* _AUSGANGSTEXT_

Geld schöpfen innerhalb der Grenzen unseres Planeten

Das jetzige Geldsystem ermöglicht Wirtschaftswachstum, ohne soziale und ökologische Kosten zu berücksichtigen. Der Ökonom Christian Arnsperger schlägt deshalb einen radikalen Systemwechsel vor: Tauschen sollten wir nicht Franken oder Euro, sondern Bruchteile eines ökologischen Fussabdrucks.

Artikel in Thema Abschied vom Wachstum

Geld ist für uns unverzichtbar. Es gibt uns Zugang zu Gütern und Dienstleistungen, die unser Dasein strukturieren – selbst zu einigen der grundlegendsten. Es gehört zu den unverzichtbaren gesellschaftlichen Gemeingütern und muss als solches produziert werden: Es braucht Regeln und Institutionen, welche die Produktion von Geld organisieren und regulieren.

 

Wie funktioniert Geldschöpfung heute?

* _AUFGABENSTELLUNG_
1/ Beantworte bitte anhand des Textes über Geldschöpfung:
(a) Welcher Ökonom wird genannt?
(b) Was sollten wir nach seinem Vorschlag statt Franken oder Euro tauschen?
(c) Was braucht es, damit Geld als Gemeingut produziert werden kann?
2/ Führe den Text über Geldschöpfung ab seiner letzten Zeile weiter.

* _ERFASSTE DATEN_
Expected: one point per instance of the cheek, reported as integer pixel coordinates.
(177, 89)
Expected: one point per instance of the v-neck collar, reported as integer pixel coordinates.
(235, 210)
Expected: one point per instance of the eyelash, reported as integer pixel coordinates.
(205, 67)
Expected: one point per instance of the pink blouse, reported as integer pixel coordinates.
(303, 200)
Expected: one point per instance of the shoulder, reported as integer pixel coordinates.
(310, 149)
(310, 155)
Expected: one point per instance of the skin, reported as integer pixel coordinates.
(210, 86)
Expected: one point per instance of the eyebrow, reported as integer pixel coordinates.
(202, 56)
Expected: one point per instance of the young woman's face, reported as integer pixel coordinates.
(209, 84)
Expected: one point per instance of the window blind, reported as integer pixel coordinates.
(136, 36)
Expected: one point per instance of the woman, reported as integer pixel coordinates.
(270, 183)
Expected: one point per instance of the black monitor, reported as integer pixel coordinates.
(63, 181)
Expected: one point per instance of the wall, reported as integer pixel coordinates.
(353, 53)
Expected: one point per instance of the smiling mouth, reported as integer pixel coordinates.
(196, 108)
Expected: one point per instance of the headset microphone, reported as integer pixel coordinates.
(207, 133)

* _LÖSUNGEN_
1/
(a) Christian Arnsperger
(b) Bruchteile eines ökologischen Fussabdrucks
(c) Regeln und Institutionen, welche die Produktion von Geld organisieren und regulieren

2/
Unser aktuelles Geldsystem funktioniert auf zwei sehr unterschiedlichen, aber komplementären Ebenen. Einerseits schafft die Zentralbank im Interbankenkreislauf aus dem Nichts (das ist ihr ausschliessliches Recht und Privileg) den «Rohstoff» des Systems, das sogenannte Basis- oder Zentralbankgeld. Dieses zirkuliert nur zwischen den Geschäftsbanken, und zwar auf den Konten, die sie alle bei der Zentralbank haben. Andererseits geben die Geschäftsbanken Darlehen aus, mit denen sie aus dieser zentralen Geldbasis die grosse Masse an Buchgeld erzeugen (dies ist ihr ausschliessliches, in ihrer Bankensatzung verankertes Recht). Im Wesentlichen sind dies die Beträge auf unseren Bankkonten, die wir alle täglich für unsere Einkäufe, Bargeldabhebungen und Überweisungen verwenden.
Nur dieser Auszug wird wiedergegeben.